Written problem – Could you continue the forum thread below about printing rsync progress in real time through Python's subprocess, starting right after its last line?

Document extract –
# # #

I want to subprocess.Popen() rsync.exe in Windows, and print the stdout in Python.
My code works, but it doesn't catch the progress until a file transfer is done! I want to print the progress for each file in real time.
Using Python 3.1 now since I heard it should be better at handling IO.
import subprocess, time, os, sys
cmd = "rsync.exe -vaz -P source/ dest/"
p, line = True, 'start'
p = subprocess.Popen(cmd,
shell=True,
bufsize=64,
stdin=subprocess.PIPE,
stderr=subprocess.PIPE,
stdout=subprocess.PIPE)
for line in p.stdout:
print(">>> " + str(line.rstrip()))
p.stdout.flush()
Some rules of thumb for subprocess.
Never use shell=True. It needlessly invokes an extra shell process to call your program.
When calling processes, arguments are passed around as lists. sys.argv in python is a list, and so is argv in C. So you pass a list to Popen to call subprocesses, not a string.
Don't redirect stderr to a PIPE when you're not reading it.
Don't redirect stdin when you're not writing to it.
Example:
import subprocess, time, os, sys
cmd = ["rsync.exe", "-vaz", "-P", "source/" ,"dest/"]
p = subprocess.Popen(cmd,
stdout=subprocess.PIPE,
stderr=subprocess.STDOUT)

# # #

Data rows –
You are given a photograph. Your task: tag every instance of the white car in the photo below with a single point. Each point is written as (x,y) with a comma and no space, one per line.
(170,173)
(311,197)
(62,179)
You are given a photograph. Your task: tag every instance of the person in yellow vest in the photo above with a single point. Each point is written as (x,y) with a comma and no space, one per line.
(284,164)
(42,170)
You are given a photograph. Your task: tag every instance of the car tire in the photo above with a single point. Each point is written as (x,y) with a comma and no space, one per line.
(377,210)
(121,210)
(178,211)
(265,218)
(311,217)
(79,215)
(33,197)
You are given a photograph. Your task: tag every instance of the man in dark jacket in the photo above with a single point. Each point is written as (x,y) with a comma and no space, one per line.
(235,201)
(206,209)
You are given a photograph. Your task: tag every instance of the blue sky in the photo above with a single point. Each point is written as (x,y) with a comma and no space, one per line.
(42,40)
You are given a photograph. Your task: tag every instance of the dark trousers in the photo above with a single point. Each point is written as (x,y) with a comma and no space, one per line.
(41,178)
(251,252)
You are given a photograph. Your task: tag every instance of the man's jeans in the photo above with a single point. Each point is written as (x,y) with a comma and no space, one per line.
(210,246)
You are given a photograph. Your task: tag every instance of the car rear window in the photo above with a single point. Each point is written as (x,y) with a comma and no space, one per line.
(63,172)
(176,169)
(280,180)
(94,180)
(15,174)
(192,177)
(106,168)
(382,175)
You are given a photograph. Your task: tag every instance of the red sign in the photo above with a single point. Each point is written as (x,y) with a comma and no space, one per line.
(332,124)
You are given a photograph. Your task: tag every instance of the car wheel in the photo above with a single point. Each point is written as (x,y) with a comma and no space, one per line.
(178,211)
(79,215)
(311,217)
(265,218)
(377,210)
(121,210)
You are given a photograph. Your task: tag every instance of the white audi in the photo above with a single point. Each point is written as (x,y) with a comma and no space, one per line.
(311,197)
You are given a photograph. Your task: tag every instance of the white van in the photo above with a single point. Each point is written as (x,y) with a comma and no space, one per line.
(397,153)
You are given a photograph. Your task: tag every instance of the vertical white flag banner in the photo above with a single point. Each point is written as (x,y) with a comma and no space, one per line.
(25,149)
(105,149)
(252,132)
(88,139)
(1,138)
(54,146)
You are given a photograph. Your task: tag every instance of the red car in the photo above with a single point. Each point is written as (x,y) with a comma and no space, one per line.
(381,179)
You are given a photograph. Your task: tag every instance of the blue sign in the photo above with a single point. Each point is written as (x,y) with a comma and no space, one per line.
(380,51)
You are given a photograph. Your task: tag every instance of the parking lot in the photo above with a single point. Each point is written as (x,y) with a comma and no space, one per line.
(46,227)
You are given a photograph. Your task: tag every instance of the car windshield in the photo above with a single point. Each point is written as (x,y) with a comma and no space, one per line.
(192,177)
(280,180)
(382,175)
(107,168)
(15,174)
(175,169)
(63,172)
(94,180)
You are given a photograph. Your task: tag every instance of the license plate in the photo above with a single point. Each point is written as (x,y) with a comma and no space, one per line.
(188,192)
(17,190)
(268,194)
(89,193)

# # #

Answer to the problem –
for line in iter(p.stdout.readline, b''):
print(">>> " + line.rstrip())
That said, it is probable that rsync buffers its output when it detects that it is connected to a pipe instead of a terminal. This is the default behavior - when connected to a pipe, programs must explicitly flush stdout for realtime results, otherwise standard C library will buffer.
To test for that, try running this instead:
cmd = [sys.executable, 'test_out.py']
and create a test_out.py file with the contents:
import sys
import time
print ("Hello")
sys.stdout.flush()
time.sleep(10)
print ("World")
Executing that subprocess should give you "Hello" and wait 10 seconds before giving "World". If that happens with the python code above and not with rsync, that means rsync itself is buffering output, so you are out of luck.
A solution would be to connect direct to a pty, using something like pexpect.
I know this is an old topic, but there is a solution now. Call the rsync with option --outbuf=L. Example:
cmd=['rsync', '-arzv','--backup','--outbuf=L','source/','dest']
p = subprocess.Popen(cmd,
stdout=subprocess.PIPE)
for line in iter(p.stdout.readline, b''):
print '>>> {}'.format(line.rstrip())
Depending on the use case, you might also want to disable the buffering in the subprocess itself.
If the subprocess will be a Python process, you could do this before the call:
os.environ["PYTHONUNBUFFERED"] = "1"
Or alternatively pass this in the env argument to Popen.
Otherwise, if you are on Linux/Unix, you can use the stdbuf tool. E.g. like:
cmd = ["stdbuf", "-oL"] + cmd
See also here about stdbuf or other options.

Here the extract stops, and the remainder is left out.